WORK INSTRUCTIONS: Return, unchanged and with no pictures, the lines below from the very first through the one that contains "pin the meadow, one dot per instance".

##### DATA EXCERPTS #####

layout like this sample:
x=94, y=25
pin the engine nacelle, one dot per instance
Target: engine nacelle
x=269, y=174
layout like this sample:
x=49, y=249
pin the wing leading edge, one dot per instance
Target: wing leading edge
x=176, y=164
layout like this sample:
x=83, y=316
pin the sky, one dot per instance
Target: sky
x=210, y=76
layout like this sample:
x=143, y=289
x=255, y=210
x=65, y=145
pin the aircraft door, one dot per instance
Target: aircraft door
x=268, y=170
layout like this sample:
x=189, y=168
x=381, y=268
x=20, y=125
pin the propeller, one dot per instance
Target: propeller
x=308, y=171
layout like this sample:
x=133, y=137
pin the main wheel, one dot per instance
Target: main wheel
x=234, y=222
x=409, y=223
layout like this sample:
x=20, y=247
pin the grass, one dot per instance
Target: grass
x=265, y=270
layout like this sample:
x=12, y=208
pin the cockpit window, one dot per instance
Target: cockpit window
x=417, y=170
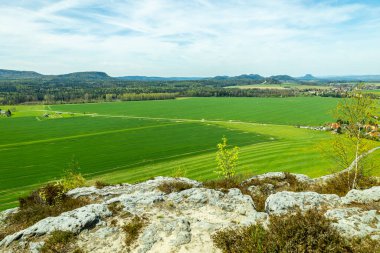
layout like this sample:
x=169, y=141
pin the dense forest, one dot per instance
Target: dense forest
x=30, y=87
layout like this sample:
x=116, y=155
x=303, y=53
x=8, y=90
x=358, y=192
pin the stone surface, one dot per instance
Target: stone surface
x=362, y=196
x=72, y=221
x=185, y=221
x=284, y=202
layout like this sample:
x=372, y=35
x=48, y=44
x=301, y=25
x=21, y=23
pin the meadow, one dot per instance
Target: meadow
x=132, y=141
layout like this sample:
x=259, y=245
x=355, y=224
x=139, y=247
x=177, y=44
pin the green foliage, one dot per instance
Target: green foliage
x=300, y=232
x=341, y=184
x=226, y=159
x=356, y=111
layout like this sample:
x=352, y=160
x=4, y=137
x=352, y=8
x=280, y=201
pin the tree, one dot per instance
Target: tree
x=356, y=110
x=226, y=159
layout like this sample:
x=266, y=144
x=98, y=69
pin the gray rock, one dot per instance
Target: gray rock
x=362, y=196
x=92, y=191
x=72, y=221
x=284, y=202
x=356, y=222
x=137, y=201
x=4, y=214
x=281, y=176
x=35, y=247
x=233, y=201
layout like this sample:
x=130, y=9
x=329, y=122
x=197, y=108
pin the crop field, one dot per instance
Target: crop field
x=133, y=141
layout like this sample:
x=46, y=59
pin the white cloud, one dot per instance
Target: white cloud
x=190, y=38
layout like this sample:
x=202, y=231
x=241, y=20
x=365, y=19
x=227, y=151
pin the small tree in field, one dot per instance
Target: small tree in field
x=357, y=110
x=226, y=159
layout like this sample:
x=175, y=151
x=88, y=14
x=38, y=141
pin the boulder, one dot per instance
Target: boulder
x=285, y=202
x=73, y=221
x=362, y=196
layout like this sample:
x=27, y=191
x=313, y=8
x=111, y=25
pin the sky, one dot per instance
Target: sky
x=191, y=37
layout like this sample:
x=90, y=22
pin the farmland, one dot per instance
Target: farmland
x=132, y=141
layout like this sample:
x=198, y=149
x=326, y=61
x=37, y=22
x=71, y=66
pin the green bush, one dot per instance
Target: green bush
x=301, y=232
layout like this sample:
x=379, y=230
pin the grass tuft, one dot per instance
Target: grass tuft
x=132, y=230
x=301, y=232
x=175, y=186
x=60, y=241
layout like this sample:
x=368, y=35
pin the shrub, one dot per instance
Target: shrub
x=133, y=229
x=174, y=186
x=301, y=232
x=59, y=241
x=72, y=180
x=242, y=240
x=46, y=201
x=341, y=183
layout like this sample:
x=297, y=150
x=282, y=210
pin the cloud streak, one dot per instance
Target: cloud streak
x=191, y=38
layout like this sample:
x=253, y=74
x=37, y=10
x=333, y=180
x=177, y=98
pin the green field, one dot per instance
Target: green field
x=132, y=141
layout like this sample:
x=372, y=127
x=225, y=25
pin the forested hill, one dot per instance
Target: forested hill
x=229, y=80
x=14, y=74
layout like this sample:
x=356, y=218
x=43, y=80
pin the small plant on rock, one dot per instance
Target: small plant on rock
x=174, y=186
x=133, y=229
x=59, y=241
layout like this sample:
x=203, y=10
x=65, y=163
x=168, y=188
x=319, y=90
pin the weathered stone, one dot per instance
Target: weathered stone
x=284, y=202
x=72, y=221
x=362, y=196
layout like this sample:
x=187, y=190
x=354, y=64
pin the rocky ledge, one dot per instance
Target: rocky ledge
x=185, y=220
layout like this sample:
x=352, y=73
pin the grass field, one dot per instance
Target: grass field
x=132, y=141
x=283, y=111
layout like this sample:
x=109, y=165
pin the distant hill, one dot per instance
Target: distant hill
x=91, y=75
x=285, y=79
x=156, y=78
x=308, y=77
x=353, y=78
x=14, y=74
x=248, y=78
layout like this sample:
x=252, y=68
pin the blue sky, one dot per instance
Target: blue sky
x=192, y=37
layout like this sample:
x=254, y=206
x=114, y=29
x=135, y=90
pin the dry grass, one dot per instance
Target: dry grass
x=133, y=229
x=175, y=186
x=300, y=232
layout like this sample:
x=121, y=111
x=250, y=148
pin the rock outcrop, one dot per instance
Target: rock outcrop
x=285, y=202
x=184, y=221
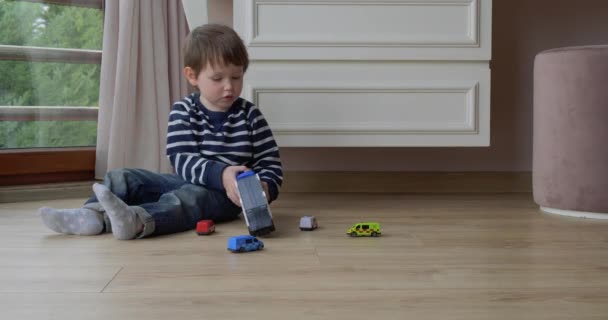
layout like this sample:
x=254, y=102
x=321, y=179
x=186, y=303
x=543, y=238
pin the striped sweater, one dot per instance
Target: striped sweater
x=202, y=143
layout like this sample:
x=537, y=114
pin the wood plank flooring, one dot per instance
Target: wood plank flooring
x=441, y=256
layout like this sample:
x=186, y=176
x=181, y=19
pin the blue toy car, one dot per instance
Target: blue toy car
x=255, y=206
x=244, y=243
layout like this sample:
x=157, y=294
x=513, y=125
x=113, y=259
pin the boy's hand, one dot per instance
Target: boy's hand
x=265, y=187
x=229, y=181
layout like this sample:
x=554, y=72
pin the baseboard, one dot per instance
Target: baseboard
x=320, y=181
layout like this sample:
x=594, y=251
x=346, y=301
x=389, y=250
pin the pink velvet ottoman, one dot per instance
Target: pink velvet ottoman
x=570, y=152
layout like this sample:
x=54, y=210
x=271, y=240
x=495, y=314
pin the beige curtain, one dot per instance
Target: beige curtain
x=140, y=78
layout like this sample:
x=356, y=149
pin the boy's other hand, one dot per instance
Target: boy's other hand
x=229, y=181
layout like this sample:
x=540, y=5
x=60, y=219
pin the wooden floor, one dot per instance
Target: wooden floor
x=440, y=257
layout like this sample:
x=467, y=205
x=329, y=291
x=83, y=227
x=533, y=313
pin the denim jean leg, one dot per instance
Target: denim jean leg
x=136, y=186
x=181, y=209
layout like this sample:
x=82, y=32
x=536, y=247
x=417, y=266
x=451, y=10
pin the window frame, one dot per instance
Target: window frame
x=49, y=165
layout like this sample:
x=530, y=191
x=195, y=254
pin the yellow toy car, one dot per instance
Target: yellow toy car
x=363, y=229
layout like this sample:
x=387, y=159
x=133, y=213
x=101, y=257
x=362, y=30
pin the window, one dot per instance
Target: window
x=50, y=57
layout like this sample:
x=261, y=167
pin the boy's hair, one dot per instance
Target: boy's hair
x=214, y=44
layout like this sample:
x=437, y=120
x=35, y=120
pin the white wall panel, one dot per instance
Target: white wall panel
x=365, y=30
x=370, y=104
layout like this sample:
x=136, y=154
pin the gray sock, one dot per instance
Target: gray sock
x=79, y=221
x=124, y=219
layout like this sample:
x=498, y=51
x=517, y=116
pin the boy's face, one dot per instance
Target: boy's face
x=220, y=86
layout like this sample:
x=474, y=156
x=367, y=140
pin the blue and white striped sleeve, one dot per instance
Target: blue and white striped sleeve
x=266, y=158
x=183, y=151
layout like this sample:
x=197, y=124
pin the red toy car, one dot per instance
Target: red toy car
x=205, y=227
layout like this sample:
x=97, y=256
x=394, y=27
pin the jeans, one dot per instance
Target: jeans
x=171, y=203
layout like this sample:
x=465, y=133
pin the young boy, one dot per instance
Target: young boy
x=213, y=135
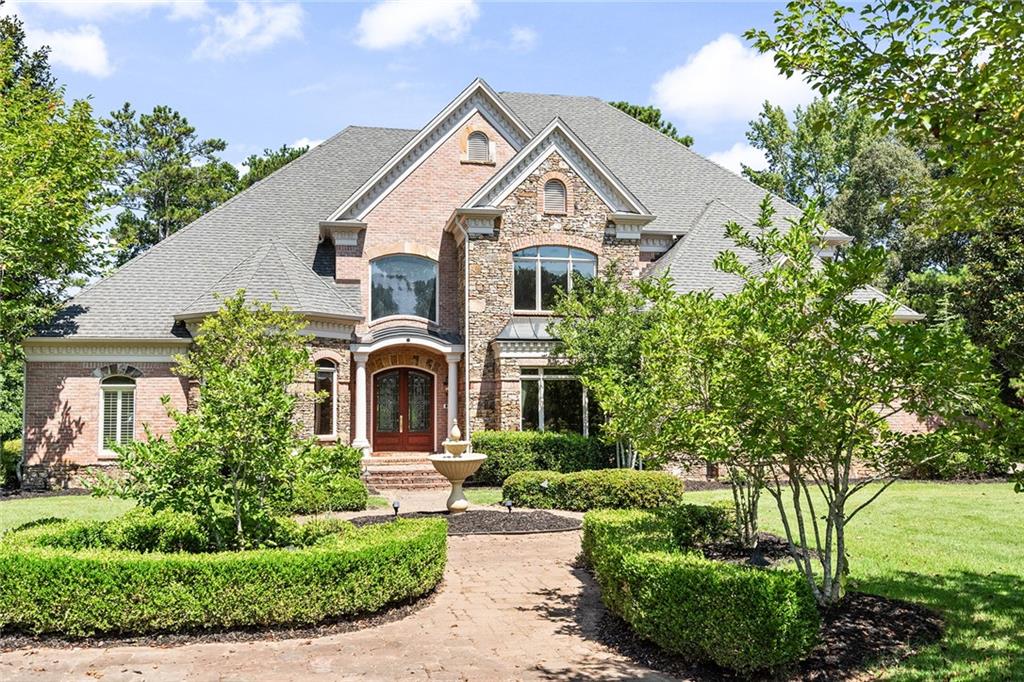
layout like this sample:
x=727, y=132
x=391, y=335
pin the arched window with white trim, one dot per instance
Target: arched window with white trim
x=554, y=197
x=117, y=412
x=478, y=147
x=326, y=413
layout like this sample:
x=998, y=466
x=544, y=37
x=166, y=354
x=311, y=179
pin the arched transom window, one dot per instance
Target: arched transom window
x=403, y=285
x=117, y=412
x=325, y=384
x=554, y=197
x=540, y=272
x=478, y=146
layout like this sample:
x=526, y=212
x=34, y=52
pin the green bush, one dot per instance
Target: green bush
x=82, y=593
x=10, y=455
x=736, y=616
x=583, y=491
x=328, y=479
x=510, y=452
x=696, y=525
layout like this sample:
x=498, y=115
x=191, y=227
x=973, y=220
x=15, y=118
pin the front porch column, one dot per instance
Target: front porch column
x=453, y=359
x=360, y=440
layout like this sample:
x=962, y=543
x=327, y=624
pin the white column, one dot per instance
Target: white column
x=453, y=359
x=360, y=440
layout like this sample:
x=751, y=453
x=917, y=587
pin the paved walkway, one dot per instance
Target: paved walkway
x=511, y=607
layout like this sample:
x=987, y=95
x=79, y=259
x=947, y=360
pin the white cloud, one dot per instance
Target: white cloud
x=249, y=29
x=739, y=155
x=726, y=81
x=396, y=23
x=96, y=10
x=80, y=49
x=522, y=39
x=305, y=141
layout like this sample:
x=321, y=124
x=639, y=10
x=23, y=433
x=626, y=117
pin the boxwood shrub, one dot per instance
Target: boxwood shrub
x=342, y=571
x=583, y=491
x=509, y=452
x=736, y=616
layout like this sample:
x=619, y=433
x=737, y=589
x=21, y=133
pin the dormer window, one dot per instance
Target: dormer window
x=478, y=147
x=554, y=197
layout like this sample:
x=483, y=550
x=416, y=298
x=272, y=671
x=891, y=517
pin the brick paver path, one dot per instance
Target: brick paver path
x=512, y=607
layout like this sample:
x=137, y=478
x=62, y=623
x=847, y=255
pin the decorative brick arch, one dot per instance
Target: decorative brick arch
x=117, y=370
x=569, y=197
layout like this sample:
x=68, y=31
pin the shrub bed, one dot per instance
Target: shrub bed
x=51, y=587
x=583, y=491
x=738, y=617
x=510, y=452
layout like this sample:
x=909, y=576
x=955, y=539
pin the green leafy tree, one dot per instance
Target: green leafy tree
x=651, y=116
x=167, y=176
x=232, y=457
x=950, y=70
x=261, y=166
x=53, y=163
x=809, y=158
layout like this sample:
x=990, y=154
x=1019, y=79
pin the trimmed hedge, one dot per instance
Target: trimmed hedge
x=736, y=616
x=91, y=591
x=583, y=491
x=510, y=452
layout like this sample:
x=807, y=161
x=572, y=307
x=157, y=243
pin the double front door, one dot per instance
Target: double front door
x=403, y=411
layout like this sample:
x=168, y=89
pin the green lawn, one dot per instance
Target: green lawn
x=956, y=548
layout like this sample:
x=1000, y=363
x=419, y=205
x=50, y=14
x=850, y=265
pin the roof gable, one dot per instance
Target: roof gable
x=557, y=136
x=478, y=97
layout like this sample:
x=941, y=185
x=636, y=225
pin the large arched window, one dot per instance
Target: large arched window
x=403, y=285
x=541, y=271
x=554, y=197
x=326, y=384
x=117, y=412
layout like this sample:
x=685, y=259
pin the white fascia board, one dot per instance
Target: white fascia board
x=477, y=87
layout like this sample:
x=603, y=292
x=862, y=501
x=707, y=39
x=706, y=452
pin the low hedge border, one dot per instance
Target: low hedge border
x=583, y=491
x=739, y=617
x=93, y=591
x=511, y=452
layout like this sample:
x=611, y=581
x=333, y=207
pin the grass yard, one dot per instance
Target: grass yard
x=956, y=548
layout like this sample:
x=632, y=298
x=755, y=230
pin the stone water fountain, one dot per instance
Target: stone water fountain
x=457, y=465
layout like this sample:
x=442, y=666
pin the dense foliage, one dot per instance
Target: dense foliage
x=509, y=452
x=342, y=572
x=736, y=616
x=582, y=491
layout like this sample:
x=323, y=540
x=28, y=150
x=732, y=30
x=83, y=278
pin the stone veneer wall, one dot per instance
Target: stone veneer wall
x=495, y=385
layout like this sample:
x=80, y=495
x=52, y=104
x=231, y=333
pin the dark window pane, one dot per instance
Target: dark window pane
x=563, y=406
x=530, y=405
x=403, y=286
x=554, y=276
x=525, y=286
x=554, y=252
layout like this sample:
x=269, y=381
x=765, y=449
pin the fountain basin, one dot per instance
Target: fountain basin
x=457, y=468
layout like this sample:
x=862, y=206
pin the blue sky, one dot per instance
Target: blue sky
x=260, y=75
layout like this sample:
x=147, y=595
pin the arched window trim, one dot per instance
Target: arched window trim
x=326, y=377
x=436, y=302
x=117, y=393
x=476, y=158
x=548, y=207
x=577, y=260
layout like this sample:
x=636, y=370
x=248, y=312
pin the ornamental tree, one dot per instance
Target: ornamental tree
x=228, y=461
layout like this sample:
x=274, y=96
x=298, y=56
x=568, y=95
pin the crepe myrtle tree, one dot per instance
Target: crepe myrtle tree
x=230, y=460
x=817, y=375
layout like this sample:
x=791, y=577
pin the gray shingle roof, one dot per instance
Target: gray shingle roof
x=140, y=299
x=273, y=273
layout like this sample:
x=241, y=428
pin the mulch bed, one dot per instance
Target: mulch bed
x=865, y=630
x=394, y=612
x=485, y=521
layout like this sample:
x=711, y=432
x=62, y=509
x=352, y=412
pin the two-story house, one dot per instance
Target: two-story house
x=426, y=263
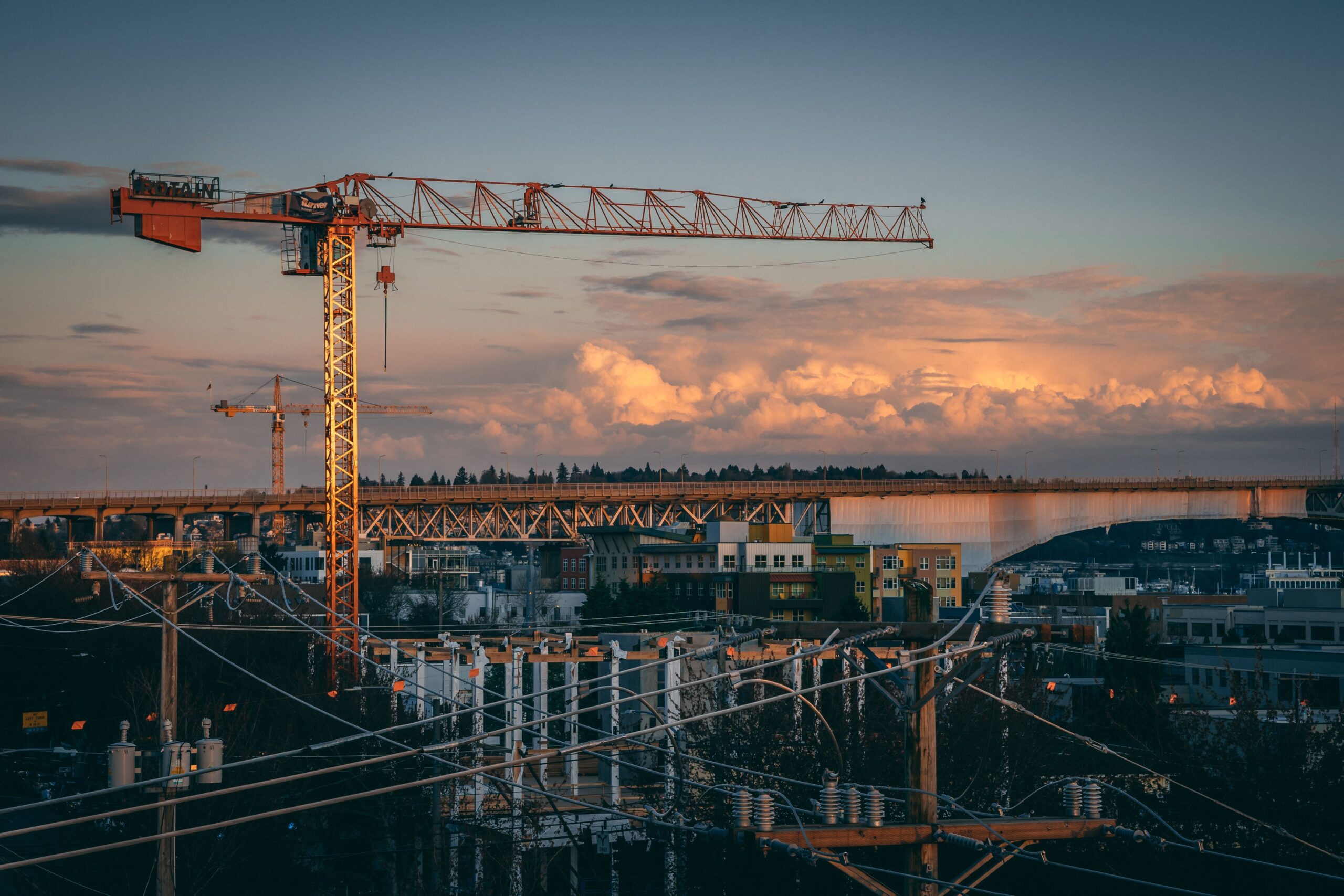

#####

TASK RESULT:
layout like this sample:
x=94, y=25
pin the engine nacelle, one dot per instance
Target: engine nacelle
x=269, y=174
layout like this sample:
x=49, y=249
pin the wing leading edge, one dot per instance
Target: wing leading edge
x=176, y=164
layout like this sample:
x=83, y=316
pin the sky, one dot per instance
Target: sky
x=210, y=76
layout like this sample:
x=143, y=289
x=255, y=210
x=65, y=145
pin the aircraft door, one dot per instance
Target: aircraft door
x=268, y=170
layout like this sample:
x=189, y=168
x=381, y=268
x=20, y=125
pin the propeller, one dot per instance
Target: propeller
x=308, y=171
layout like this sample:
x=133, y=137
pin the main wheel, one dot per instance
Target: main wheel
x=234, y=222
x=409, y=223
layout like this sample:
x=20, y=247
pin the grass, one dot per instance
Target: grass
x=265, y=270
layout like this sample:
x=12, y=208
pin the cockpit window, one dot per instance
Target: cockpit window
x=417, y=170
layout like this sample:
x=169, y=141
pin the dense forest, one dot per instance
Target: dense forest
x=30, y=87
layout like this sample:
x=116, y=155
x=303, y=53
x=8, y=90
x=358, y=192
pin the stone surface, one dot per instance
Target: stone surface
x=362, y=196
x=72, y=221
x=185, y=221
x=284, y=202
layout like this sample:
x=372, y=35
x=48, y=44
x=301, y=25
x=21, y=23
pin the meadow, one dot per instance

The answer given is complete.